* VORLIEGENDER AUSZUG
Ohne Erfolgsdruck, dafür mit ganz viel Gefühl: Amrie und Hanns-Karl Zwinscher bei der Arbeit. Foto: Michael Matejka
Ohne Erfolgsdruck, dafür mit ganz viel Gefühl: Amrie und Hanns-Karl Zwinscher bei der Arbeit. Foto: Michael Matejka
Das Mädchen steht auf und verknotet die Hände. Schüchtern beginnt sie zu sprechen. »Lauter, du hast doch was zu sagen!«, wird sie von Amrie Zwinscher ermutigt. Hanns-Karl Zwinscher hebt mit freundlichem Gesicht seine Hände passend dazu. Seit sechs Jahren castet das Ehepaar Schüler für pädagogische Theaterprojekte, so wie heute die sechste Mittelschulklasse der Bismarckschule im Nürnberger Nordosten. Die Botschaft der ehemaligen Lehrkräfte, die wohl als ältestes Casting-Team Deutschlands gelten können: »Es gibt kein anderes pädagogisches Mittel, das binnen vier Tagen solch eine Veränderung im Charakter hervorruft, wie das Vorsprechen der Schüler für ein Theaterstück.«

Dieter Bohlen kennen sie nicht, aber sie haben von seiner Art gehört. Das stellen Hanns-Karl und Amrie Zwinscher klar, wenn sie sich Schülern vorstellen. Deswegen erwartet die Kinder wohl auch kaum ein Draufdreschen oder Kleinmachen von der 74-Jährigen und ihrem ein Jahr jüngeren Mann. »Wir haben bestimmt schon über 10.000 Schüler gecastet«, rechnet die ehemalige Grund- und Hauptschullehrerin zusammen, die von ihrem Wohnort Hetzles im Landkreis Forchheim aus durch ganz Bayern reist, um die Ensembles für Schultheaterprojekte zusammenzustellen. 28 Aufführungen pro Schuljahr ermöglicht das Ehepaar dem Nürnberger Theaterregisseur Jean-François Drozak, dessen Arbeit vom Bayerischen Sozialministerium gefördert wird. Elf Stücke, die für verschiedene Altersstufen angepasst sind, können Lehrkräfte oder Schulleiter für ihre Schulen ausgewählen. Es geht darin um Integration (»Druckerschwärze«), um die Anerkennung sozialer Berufe (»Herzwerker«), um die Energiewende (»Unter die Haut«), ums Koma-Saufen (»Tube«) oder um das liebe Geld und wie man auch mit wenig davon glücklich sein kann (»Pleitegeier«).

Den Kindern in der Bismarckschule versichert das Ehepaar Zwinscher, dass sie sich wegen eines Blackouts keine Sorgen machen müssen. Was aber wirklich wichtig sei: »Ihr müsst raumausfüllend und deutlich sprechen.« Dann kommt die Frage, wer beim Casting mitmachen möchte. 13 Finger schießen in die Höhe – von 18 Kindern der Klasse. Hier zeigt sich, warum Theaterregisseur Drozak auf die beiden pensionierten Lehrkräfte setzt: Kommen Zwinschers in die Klassen, melden sich doppelt so viele Heranwachsende für das Casting, als wenn er selbst für seine Theaterproduktionen wirbt.

* KURZE ÜBUNG 1
Finde in der Auflistung unten jede Zeile, die die Zeichenfolge „rear“ enthält, und schreibe diese Zeilen vollständig ab. Groß- und Kleinschreibung ist dabei zu beachten.

* VORLIEGENDE DATEN
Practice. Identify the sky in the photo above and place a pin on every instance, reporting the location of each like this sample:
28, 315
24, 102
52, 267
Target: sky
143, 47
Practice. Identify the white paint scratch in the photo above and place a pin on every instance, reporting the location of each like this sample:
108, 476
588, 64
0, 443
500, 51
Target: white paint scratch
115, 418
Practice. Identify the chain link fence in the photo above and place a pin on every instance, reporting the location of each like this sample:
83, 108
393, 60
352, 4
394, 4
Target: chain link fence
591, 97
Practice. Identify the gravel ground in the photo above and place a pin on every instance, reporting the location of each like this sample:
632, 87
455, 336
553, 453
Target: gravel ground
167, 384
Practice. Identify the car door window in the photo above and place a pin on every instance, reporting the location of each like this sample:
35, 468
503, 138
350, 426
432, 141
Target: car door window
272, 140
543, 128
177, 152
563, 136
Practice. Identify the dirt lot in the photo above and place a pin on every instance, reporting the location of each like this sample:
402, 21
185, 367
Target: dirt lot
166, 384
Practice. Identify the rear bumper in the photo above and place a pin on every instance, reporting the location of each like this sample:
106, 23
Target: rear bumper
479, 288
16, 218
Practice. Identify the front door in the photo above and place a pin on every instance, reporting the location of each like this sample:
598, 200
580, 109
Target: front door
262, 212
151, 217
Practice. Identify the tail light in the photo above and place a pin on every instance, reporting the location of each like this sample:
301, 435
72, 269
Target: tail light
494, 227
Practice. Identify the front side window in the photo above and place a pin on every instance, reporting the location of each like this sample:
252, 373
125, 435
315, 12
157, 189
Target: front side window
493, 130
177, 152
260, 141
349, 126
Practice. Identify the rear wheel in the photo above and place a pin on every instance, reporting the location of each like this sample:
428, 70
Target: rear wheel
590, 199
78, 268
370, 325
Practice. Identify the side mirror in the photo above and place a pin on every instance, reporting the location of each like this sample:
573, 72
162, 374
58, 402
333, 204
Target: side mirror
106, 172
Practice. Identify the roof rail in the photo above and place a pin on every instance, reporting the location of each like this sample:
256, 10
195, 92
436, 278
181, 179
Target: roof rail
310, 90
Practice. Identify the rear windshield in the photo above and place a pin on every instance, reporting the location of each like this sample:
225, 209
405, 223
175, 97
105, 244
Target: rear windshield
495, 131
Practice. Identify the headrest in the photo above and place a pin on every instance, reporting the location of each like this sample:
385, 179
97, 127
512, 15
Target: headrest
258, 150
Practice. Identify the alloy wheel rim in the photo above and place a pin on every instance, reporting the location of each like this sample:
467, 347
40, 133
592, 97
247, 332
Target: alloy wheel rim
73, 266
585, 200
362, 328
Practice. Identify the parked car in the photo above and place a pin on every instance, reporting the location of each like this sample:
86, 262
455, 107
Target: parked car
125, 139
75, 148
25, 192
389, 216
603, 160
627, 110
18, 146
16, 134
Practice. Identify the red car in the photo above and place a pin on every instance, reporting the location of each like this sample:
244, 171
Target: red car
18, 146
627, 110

* KURZE ÜBUNG 2
Wie viele Aufführungen pro Schuljahr ermöglicht das Ehepaar Zwinscher laut dem Auszug dem Theaterregisseur Jean-François Drozak?

* ERGEBNIS 1
Practice. Identify the rear bumper in the photo above and place a pin on every instance, reporting the location of each like this sample:
Target: rear bumper
Practice. Identify the rear wheel in the photo above and place a pin on every instance, reporting the location of each like this sample:
Target: rear wheel
Practice. Identify the rear windshield in the photo above and place a pin on every instance, reporting the location of each like this sample:
Target: rear windshield

* ERGEBNIS 2
28 Aufführungen pro Schuljahr.